## PASSAGE FOURNI
|---|

La volonté d’éviter la propagation de l’épidémie de Covid-19 a été source de créativité en particulier dans le domaine des nouvelles technologies. Parmi les dispositifs nouveaux qui ont vu le jour, figurent les caméras thermiques, caméras qui captent la température corporelle des personnes entrant dans son champ et qui émettent un signal d’alarme lorsque cette température est regardée comme anormale.

Plusieurs collectivités territoriales et entreprises françaises ont ainsi adopté ces derniers jours cette nouvelle technologie déjà bien connue en Corée du Sud ou à Singapour aux fins de dépister les personnes éventuellement atteintes du virus.

Mais loin d’être entérinée, la légalité d’un tel dispositif est contestable et contestée.

En premier lieu, ces caméras “intelligentes” qui traitent des données biométriques et qui captent la température corporelle des personnes physiques identifiées entrent a priori dans le champ du règlement sur la protection des données personnelles (RGPD), lequel interdit par principe tout traitement des données à caractère personnel qui révèle des données concernant la santé.

|---|

[Descriptions de zones en langage naturel]

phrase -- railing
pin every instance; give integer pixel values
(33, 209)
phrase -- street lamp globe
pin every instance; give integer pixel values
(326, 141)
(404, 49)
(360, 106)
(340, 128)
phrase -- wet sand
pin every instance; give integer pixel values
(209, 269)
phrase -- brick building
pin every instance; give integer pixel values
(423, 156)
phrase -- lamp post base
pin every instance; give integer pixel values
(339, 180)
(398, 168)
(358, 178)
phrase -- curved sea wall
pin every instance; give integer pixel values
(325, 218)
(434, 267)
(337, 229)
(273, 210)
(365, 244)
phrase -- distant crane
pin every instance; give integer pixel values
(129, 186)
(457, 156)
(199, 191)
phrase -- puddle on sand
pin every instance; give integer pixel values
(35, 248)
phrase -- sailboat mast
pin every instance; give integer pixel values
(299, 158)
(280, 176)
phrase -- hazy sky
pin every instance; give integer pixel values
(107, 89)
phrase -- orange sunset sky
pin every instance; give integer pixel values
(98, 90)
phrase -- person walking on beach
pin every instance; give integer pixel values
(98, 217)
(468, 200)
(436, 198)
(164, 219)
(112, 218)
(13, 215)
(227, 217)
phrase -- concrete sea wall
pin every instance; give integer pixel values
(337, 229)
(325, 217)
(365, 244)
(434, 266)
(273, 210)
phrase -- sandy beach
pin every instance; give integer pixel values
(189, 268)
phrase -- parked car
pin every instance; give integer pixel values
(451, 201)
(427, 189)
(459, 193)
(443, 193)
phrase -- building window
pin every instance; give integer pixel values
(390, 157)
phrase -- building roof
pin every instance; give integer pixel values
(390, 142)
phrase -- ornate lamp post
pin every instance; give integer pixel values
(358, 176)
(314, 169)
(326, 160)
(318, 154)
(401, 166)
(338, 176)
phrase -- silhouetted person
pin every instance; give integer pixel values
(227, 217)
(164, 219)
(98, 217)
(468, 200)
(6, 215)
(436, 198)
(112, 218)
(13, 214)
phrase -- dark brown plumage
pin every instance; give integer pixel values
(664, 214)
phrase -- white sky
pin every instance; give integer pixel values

|---|

## TRAVAIL À FAIRE
- A) Recopiez mot pour mot, dans le texte sur les caméras thermiques, le passage allant de « La volonté d’éviter » jusqu'à « contestable et contestée. ».
- B) Prolongez le texte sur les caméras thermiques en reprenant après sa dernière phrase.

## RÉPONSES
- A)
La volonté d’éviter la propagation de l’épidémie de Covid-19 a été source de créativité en particulier dans le domaine des nouvelles technologies. Parmi les dispositifs nouveaux qui ont vu le jour, figurent les caméras thermiques, caméras qui captent la température corporelle des personnes entrant dans son champ et qui émettent un signal d’alarme lorsque cette température est regardée comme anormale.

Plusieurs collectivités territoriales et entreprises françaises ont ainsi adopté ces derniers jours cette nouvelle technologie déjà bien connue en Corée du Sud ou à Singapour aux fins de dépister les personnes éventuellement atteintes du virus.

Mais loin d’être entérinée, la légalité d’un tel dispositif est contestable et contestée.

- B)
Le discours des fournisseurs suivant lequel ce dispositif serait hors du champ de cette législation en l’absence d’enregistrement des images doit inspirer la plus grande méfiance dans la mesure où la seule consultation ou utilisation des données identifiantes est constitutive d’un traitement, indépendamment de l’enregistrement et de la conservation des données (v. en ce sens sur la question des drones : CE, Ord., 18 mai 2020, n° 440442).

En second lieu, la captation de la température corporelle obligatoire, sans recueil du consentement préalable de l’intéressé, serait également de nature à méconnaître les règles applicables en matière médicale dès lors que la prise des constantes participe des actes de diagnostics lesquels constituent des actes médicaux dont la réalisation est subordonnée au consentement des intéressés.

En troisième lieu, l’utilisation d’un tel dispositif et l’exclusion des personnes identifiées comme ayant une température anormalement élevée sont de nature à entraîner une atteinte au droit au respect de la vie privée privée ainsi qu’une discrimination à raison de l’état de santé.

On sait que l’ingérence dans le droit au respect de la vie privée doit, pour être admise, être proportionnée et adaptée, et, s’agissant ensuite des discriminations, celles-ci doivent être justifiées par un objectif légitime et comporter un rapport raisonnable de proportionnalité entre les moyens employés et le but visé.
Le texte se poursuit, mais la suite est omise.